(Text under study)

Jason Newsted: "Due to private and personal reasons, and the physical damage that I have done to myself over the years while playing the music that I love, I must step away from the band. This is the most difficult decision of my life, made in the best interest of my family, myself, and the continued growth of Metallica. I extend my love, thanks, and best wishes to my brothers: James, Lars, and Kirk and the rest of the Metallica family, friends, and fans whom have made these years so unforgettable."
Newsted joined Metallica from Flotsam And Jetsam in the fall of 1986 after the tragic death of bassist Cliff Burton. He participated in the recording of 6 Metallica albums (...And Justice For All, Metallica, Load, Re-Load, Garage Inc., and S&M), which have sold over 55 million copies worldwide to date. In addition, he played on numerous worldwide tours to millions of fans representing over 1000 gigs in all. While with Metallica, the band won countless awards including 5 Grammy Awards and 2 MTV Video Music Awards.
James Hetfield: "Playing with someone who has such unbridled passion for music will forever be a huge inspiration. On stage every night, he was a driving force to us all, fans and band alike. His connection will never be broken."
Lars Ulrich: "We part ways with Jason with more love, more mutual respect, and more understanding of each other than at any other point in the past. James, Kirk and I look forward to embracing the next chapter of Metallica with both a huge amount of appreciation for the last 14 years with Jason and the excitement of rising to the challenges that lay ahead to make Metallica shine brighter than ever."
In the spring, Metallica will begin writing and recording a new studio album with release sometime in late 2001 or early 2002.

(End Text under study)
(Supplied records)

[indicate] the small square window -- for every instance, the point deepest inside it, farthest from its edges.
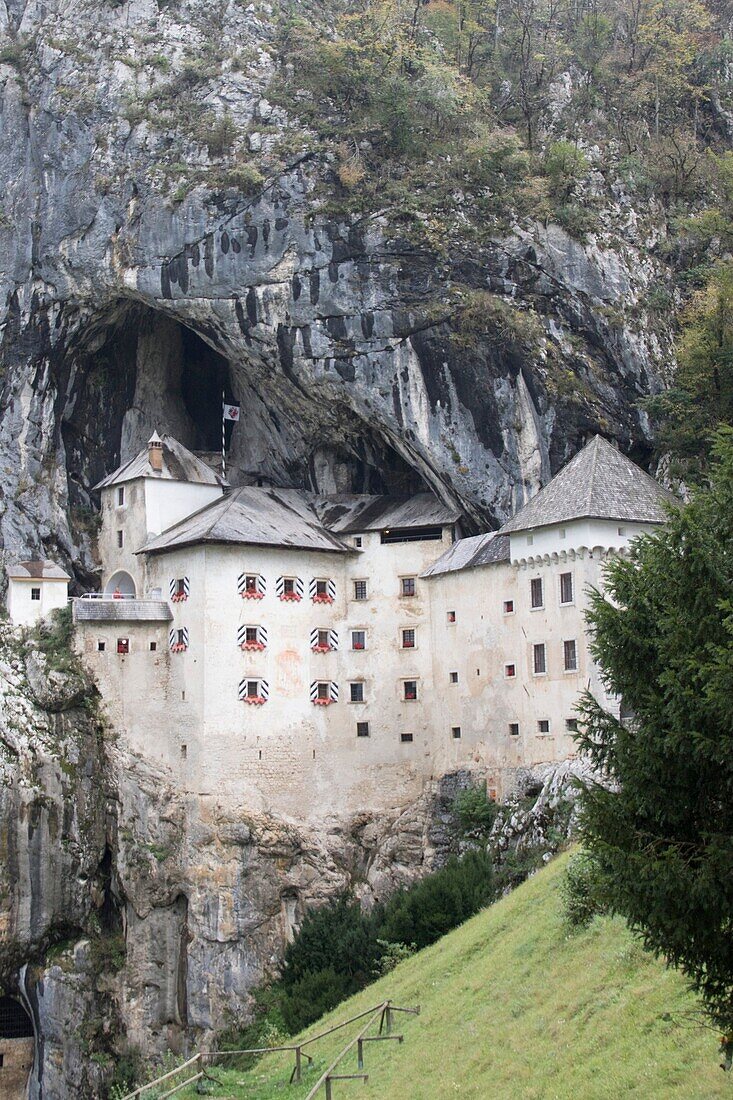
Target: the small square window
(566, 587)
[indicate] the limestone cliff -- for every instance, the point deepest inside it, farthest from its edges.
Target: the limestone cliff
(143, 271)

(End Supplied records)

What this exercise asks -
(1) Reproduce the stretch of the Newsted announcement from "Newsted joined Metallica" through "Video Music Awards.".
(2) In the Newsted announcement, which band did Newsted leave to join Metallica?
(3) Extend the Newsted announcement, picking up after its final sentence.

Answers in order -
(1)
Newsted joined Metallica from Flotsam And Jetsam in the fall of 1986 after the tragic death of bassist Cliff Burton. He participated in the recording of 6 Metallica albums (...And Justice For All, Metallica, Load, Re-Load, Garage Inc., and S&M), which have sold over 55 million copies worldwide to date. In addition, he played on numerous worldwide tours to millions of fans representing over 1000 gigs in all. While with Metallica, the band won countless awards including 5 Grammy Awards and 2 MTV Video Music Awards.

(2) Flotsam And Jetsam

(3)
Kirk Hammett: "Jason is our brother. He will be missed." - 1 Feb '01
- "Who want to be a millionaire" TV program with Lars Ulrich is recorded at ABC TV's studios. This was an all-star episode of the game show and each celebrity picked a charity to donate the money to, and they were guaranteed $32,000 even if they never hit the seat. Lars got out on the $64,000 question, about a comedy act, but still won $32,000 which he gave to a hospital for homeless in San Francisco. The show was broadcasted on the 11th of February
- 11 Feb '01
- MacFarlane Toys is showing the Metallica action figures to the public for the first time at the Manhattan's Toy Fair. The models are based on the band during And justice for all.
- 11 Feb '01
- James and Lars showed up Sunday night at the Cactus Club in downtown San Jose to watch friends and former tour mates, Corrosion of Conformity perform. Since C.O.C hasnt performed in a few years in Bay area it was no suprise to see James, a long time fan of the band, in attendance. About halfway through the set Hetfield got up on stage and played a song with them.